▶ **元の文書**
┄┄┄┄┄┄

ただし、こういったタイプってのは、最初の恐怖さえ乗り越えちゃえば意外と先に進めることが多く、実際に海に入ってみると「あれ? 思ったより大丈夫じゃん」と気づいたりするんですよね。しかし、好奇心がない人の多くは、初手のネガティブな感情に負けて(恐怖とか退屈とか)、なかなか一歩を踏み出せないことが多めであります。
が、だからといって開放性が止まったままだと人生に新たな展望が開けないので、好奇心が死んでいる方はどうにかする必要があるわけです。幸いなことに、開放性についても「こうすれば改善するよー」って道筋があきらかにされてますんで、今回はそこらへんをチェックしときましょうー。
開放性がもたらすメリットとは?
簡単におさらいすると、開放性ってのは「新しい経験やアイデアに対して心を開いている性格特性」のことで、現在までの研究によれば「開放性が高い人はクリエイティブで、人生に満足しやすい」という事実が一貫して報告されております。簡単に代表的なものを紹介しときましょう。

┄┄┄┄┄┄

▶ **提供情報**
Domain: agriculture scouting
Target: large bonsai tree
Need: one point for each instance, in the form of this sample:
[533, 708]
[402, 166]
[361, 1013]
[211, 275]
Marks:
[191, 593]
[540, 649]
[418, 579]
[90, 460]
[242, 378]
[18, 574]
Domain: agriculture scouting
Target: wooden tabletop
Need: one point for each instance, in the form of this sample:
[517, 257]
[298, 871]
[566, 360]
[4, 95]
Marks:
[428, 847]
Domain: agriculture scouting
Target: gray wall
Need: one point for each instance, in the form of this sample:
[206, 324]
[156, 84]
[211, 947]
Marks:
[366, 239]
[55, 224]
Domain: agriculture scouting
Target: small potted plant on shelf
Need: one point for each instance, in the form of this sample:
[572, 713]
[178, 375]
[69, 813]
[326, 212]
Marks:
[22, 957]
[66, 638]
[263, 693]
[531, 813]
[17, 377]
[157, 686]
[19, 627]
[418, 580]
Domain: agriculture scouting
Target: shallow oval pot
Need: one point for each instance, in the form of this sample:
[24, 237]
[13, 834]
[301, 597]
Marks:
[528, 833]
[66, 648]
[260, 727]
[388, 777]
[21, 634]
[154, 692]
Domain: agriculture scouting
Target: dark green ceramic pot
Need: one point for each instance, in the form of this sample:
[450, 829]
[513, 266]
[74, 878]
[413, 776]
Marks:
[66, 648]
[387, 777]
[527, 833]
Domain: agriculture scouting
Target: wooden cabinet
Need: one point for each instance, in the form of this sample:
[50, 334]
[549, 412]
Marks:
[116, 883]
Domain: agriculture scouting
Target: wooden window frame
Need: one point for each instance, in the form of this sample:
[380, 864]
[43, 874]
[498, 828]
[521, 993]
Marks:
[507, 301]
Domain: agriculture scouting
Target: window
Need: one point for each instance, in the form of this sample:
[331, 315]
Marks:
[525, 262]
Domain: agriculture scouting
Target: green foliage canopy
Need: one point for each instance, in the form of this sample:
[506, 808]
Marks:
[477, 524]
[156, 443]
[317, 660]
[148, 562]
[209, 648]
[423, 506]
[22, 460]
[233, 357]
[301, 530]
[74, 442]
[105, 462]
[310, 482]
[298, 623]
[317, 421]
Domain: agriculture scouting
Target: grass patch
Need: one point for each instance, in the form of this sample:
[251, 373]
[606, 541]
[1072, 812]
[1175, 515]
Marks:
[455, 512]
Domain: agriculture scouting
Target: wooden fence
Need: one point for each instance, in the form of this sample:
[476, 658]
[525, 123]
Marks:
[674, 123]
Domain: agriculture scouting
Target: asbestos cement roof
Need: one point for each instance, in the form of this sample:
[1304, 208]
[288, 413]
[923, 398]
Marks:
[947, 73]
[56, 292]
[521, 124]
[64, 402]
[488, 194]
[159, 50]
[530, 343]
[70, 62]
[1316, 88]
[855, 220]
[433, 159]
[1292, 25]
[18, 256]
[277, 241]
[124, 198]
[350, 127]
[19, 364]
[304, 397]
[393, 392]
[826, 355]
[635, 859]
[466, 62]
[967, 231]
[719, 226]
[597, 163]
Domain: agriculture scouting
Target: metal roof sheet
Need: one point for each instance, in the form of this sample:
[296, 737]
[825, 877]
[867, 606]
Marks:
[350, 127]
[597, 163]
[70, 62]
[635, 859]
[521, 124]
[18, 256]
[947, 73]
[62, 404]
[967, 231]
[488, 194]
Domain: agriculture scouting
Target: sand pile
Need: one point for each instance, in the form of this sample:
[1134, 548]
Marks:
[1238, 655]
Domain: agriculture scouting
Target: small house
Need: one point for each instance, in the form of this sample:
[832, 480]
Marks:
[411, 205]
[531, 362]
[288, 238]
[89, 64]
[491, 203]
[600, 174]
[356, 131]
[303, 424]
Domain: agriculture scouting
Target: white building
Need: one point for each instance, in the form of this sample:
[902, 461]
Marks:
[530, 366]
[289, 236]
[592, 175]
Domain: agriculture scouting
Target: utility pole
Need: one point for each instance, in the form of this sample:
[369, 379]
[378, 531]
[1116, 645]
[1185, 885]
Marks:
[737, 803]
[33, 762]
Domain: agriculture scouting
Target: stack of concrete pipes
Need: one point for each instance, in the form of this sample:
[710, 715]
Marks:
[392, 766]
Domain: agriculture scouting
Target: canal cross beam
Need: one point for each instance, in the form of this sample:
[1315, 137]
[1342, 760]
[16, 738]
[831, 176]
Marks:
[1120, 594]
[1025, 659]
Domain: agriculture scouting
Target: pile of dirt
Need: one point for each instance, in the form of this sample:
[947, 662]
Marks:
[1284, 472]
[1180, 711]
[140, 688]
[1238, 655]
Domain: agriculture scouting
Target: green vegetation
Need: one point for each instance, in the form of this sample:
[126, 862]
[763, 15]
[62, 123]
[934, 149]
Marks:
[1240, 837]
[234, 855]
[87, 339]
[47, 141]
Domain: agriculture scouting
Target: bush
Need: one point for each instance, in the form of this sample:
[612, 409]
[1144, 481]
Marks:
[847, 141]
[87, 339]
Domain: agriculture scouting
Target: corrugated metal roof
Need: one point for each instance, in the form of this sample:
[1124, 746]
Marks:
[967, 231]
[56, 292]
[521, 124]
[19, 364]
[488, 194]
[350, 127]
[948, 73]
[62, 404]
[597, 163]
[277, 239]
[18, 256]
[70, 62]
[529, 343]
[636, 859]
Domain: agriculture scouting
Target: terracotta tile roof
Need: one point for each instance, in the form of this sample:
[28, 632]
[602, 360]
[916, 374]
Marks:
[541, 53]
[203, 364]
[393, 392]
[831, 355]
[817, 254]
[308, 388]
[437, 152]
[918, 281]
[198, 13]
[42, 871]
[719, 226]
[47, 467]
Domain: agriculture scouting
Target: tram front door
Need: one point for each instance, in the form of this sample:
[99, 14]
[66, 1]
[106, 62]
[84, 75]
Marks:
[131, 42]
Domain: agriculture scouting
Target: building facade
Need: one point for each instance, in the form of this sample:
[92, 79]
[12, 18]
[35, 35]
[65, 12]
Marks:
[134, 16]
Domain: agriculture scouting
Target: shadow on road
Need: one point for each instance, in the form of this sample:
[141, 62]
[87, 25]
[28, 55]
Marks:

┄┄┄┄┄┄

▶ **取り組む課題**
開放性についての元の文書から、「ただし、こういったタイプって」を含む語句で始まり「開放性がもたらすメリットとは?」で終わる部分を、一字も変えずに再掲してください。

▶ **課題の出力**
ただし、こういったタイプってのは、最初の恐怖さえ乗り越えちゃえば意外と先に進めることが多く、実際に海に入ってみると「あれ? 思ったより大丈夫じゃん」と気づいたりするんですよね。しかし、好奇心がない人の多くは、初手のネガティブな感情に負けて(恐怖とか退屈とか)、なかなか一歩を踏み出せないことが多めであります。
が、だからといって開放性が止まったままだと人生に新たな展望が開けないので、好奇心が死んでいる方はどうにかする必要があるわけです。幸いなことに、開放性についても「こうすれば改善するよー」って道筋があきらかにされてますんで、今回はそこらへんをチェックしときましょうー。
開放性がもたらすメリットとは?